# [WHAT THE TASK REQUIRES]
Report every line of the data below that contains the string "plant". Case counts.

# [MATERIAL SHOWN]
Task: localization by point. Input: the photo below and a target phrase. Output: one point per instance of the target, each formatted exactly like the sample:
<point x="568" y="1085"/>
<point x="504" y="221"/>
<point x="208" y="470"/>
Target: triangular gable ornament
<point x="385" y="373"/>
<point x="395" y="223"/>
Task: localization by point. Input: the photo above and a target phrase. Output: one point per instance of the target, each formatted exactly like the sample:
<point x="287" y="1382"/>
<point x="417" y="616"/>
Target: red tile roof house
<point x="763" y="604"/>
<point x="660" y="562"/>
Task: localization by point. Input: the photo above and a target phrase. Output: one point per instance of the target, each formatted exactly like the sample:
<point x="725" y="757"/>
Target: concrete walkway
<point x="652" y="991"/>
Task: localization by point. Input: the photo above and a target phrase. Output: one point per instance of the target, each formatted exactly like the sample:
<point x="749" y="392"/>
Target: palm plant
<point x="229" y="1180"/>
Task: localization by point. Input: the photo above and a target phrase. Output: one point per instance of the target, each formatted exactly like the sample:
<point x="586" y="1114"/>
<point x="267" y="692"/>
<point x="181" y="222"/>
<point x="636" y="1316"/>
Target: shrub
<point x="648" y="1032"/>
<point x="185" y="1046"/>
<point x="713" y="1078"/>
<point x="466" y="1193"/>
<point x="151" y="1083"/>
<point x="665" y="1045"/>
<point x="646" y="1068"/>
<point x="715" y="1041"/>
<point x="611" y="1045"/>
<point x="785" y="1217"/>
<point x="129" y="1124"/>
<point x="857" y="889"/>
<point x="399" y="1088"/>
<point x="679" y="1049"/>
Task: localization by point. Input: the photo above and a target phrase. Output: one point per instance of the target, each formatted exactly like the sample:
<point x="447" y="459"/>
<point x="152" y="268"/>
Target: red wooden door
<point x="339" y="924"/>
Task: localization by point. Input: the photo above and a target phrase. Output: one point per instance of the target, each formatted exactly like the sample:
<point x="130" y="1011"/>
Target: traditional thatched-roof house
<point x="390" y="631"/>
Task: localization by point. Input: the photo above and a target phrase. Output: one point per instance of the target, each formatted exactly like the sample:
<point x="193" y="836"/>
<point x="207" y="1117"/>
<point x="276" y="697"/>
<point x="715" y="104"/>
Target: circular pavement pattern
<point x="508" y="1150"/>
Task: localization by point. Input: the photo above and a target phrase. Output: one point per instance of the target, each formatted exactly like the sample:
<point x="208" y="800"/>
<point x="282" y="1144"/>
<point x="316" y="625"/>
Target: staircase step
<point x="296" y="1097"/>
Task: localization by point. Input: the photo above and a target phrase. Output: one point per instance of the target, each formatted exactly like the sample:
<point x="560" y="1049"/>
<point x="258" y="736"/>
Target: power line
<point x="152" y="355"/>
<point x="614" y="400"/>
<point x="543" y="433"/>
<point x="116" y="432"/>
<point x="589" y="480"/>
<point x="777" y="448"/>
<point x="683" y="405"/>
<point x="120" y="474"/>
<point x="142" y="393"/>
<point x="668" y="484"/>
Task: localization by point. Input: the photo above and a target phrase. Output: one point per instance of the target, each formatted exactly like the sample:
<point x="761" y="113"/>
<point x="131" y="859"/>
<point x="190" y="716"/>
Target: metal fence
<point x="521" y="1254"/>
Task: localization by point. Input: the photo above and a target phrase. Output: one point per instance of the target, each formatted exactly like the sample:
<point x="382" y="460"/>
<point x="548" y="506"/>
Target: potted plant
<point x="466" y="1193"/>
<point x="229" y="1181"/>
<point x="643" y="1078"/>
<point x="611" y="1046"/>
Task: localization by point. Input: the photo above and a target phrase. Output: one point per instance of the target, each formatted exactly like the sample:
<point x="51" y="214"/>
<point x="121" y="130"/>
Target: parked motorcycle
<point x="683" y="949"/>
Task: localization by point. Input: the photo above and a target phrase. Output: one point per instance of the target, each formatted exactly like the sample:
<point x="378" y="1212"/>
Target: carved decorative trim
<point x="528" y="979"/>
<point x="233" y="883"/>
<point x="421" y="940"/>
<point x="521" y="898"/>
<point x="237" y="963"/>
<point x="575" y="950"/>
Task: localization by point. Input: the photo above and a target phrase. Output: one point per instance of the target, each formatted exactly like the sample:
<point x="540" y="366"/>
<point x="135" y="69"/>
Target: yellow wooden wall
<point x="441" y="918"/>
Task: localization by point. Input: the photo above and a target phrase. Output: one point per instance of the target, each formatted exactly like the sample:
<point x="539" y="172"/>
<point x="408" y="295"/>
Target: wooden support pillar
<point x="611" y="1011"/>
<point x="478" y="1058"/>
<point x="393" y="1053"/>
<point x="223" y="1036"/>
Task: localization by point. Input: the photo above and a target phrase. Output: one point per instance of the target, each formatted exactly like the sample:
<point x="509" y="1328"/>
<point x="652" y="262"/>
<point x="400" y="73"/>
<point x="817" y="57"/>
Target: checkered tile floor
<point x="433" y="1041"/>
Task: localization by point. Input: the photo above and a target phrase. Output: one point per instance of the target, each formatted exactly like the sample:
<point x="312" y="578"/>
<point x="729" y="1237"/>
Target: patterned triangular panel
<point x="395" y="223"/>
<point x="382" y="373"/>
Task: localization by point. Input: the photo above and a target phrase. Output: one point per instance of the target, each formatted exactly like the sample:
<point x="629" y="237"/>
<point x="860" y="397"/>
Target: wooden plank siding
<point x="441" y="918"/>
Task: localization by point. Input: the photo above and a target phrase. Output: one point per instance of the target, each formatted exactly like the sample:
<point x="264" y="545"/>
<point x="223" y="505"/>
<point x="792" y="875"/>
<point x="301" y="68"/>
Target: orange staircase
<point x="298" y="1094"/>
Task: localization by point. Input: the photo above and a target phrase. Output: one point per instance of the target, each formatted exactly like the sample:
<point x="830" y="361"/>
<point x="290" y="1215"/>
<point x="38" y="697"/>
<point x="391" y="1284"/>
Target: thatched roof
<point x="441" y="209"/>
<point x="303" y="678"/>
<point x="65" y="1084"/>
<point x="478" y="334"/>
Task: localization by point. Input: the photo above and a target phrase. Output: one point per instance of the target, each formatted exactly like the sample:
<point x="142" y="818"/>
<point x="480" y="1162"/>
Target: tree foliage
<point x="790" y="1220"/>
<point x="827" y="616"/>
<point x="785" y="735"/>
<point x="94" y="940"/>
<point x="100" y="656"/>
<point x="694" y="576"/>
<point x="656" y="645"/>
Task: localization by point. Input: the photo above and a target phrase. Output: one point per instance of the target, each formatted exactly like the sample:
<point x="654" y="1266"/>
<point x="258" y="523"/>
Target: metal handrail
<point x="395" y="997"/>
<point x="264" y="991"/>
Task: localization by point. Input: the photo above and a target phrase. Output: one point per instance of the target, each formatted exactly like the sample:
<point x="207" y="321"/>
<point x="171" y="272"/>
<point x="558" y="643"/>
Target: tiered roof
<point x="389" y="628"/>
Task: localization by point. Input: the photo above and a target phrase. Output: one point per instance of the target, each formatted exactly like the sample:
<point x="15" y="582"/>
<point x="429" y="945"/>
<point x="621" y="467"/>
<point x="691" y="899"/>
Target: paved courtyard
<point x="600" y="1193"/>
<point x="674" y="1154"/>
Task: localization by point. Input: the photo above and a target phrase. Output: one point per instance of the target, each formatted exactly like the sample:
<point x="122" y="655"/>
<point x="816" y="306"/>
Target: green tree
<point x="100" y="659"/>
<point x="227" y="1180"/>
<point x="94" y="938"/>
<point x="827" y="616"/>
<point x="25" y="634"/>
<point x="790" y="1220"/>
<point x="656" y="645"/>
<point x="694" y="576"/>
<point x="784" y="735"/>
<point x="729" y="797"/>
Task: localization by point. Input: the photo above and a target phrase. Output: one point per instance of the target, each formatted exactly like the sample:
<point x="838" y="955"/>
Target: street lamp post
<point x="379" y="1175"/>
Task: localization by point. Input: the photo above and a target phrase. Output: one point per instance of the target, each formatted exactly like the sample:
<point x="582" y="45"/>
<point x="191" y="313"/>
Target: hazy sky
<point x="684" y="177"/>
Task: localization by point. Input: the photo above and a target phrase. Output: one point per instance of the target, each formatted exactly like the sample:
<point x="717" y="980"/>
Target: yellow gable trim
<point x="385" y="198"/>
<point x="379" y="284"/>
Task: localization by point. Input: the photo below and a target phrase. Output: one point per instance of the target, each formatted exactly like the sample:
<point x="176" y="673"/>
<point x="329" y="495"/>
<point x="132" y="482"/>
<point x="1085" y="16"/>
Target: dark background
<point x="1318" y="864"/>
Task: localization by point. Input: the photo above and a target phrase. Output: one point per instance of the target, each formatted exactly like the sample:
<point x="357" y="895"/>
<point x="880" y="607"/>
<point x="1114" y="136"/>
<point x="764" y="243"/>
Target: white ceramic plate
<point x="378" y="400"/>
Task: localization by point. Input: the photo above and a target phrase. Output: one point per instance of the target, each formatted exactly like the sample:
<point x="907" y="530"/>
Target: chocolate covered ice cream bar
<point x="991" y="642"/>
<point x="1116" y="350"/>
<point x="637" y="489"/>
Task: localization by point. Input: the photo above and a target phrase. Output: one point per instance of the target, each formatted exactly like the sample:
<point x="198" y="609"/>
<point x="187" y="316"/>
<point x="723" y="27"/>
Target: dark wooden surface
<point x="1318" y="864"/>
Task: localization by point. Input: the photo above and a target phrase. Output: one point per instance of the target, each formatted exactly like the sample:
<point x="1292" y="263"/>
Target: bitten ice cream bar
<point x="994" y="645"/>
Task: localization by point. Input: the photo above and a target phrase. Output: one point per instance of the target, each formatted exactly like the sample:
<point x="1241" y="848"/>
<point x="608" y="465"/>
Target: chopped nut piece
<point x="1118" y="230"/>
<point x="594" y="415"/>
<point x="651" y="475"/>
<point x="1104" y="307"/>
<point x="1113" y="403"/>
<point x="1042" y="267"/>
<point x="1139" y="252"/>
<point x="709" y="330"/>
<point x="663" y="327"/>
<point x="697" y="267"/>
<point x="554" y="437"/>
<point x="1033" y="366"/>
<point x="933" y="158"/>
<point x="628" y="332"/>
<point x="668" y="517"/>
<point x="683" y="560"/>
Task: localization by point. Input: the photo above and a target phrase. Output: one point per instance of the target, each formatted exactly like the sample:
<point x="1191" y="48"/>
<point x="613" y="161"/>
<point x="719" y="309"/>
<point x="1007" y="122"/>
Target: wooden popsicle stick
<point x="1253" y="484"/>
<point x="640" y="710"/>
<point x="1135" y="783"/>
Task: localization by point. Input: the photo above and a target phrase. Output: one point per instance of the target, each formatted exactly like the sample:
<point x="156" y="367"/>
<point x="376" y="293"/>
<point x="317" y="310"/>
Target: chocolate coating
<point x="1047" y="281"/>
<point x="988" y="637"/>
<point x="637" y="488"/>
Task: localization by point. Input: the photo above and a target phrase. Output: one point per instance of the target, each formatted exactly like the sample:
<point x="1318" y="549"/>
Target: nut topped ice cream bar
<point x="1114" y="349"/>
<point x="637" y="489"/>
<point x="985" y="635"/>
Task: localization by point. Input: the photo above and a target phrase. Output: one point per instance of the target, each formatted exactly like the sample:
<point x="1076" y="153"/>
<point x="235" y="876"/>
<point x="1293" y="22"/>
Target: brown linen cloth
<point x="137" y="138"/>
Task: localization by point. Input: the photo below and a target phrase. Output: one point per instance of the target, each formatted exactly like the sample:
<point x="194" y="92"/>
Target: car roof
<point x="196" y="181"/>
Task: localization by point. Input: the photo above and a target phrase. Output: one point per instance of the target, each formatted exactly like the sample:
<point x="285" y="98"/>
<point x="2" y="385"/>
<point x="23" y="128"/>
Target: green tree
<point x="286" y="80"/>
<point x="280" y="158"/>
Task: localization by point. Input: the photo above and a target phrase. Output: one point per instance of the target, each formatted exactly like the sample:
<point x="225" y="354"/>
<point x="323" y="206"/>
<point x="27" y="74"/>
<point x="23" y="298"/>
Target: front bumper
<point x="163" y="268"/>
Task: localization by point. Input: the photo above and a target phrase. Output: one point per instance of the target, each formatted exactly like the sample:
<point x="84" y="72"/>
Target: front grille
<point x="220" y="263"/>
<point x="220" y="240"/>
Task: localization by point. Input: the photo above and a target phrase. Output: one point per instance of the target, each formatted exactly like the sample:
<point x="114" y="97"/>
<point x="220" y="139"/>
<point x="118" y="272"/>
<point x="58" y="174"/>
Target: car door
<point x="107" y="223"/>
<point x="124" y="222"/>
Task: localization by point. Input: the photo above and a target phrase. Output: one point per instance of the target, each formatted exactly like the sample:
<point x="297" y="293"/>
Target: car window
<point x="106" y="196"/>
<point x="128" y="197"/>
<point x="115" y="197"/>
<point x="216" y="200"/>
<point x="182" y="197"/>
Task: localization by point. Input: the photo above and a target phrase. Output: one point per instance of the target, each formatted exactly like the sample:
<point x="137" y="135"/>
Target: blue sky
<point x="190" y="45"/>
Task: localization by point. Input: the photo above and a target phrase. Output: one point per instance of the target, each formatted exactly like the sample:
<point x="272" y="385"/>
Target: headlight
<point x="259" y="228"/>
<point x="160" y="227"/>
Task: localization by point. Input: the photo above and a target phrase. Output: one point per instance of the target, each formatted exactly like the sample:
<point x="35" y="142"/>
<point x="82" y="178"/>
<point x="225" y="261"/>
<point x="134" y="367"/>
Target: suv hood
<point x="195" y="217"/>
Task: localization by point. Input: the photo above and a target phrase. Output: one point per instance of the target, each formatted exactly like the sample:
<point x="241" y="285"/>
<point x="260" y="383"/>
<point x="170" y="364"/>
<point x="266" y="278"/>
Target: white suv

# [REPLY TO THE TASK]
Target: palm plant
Target: potted plant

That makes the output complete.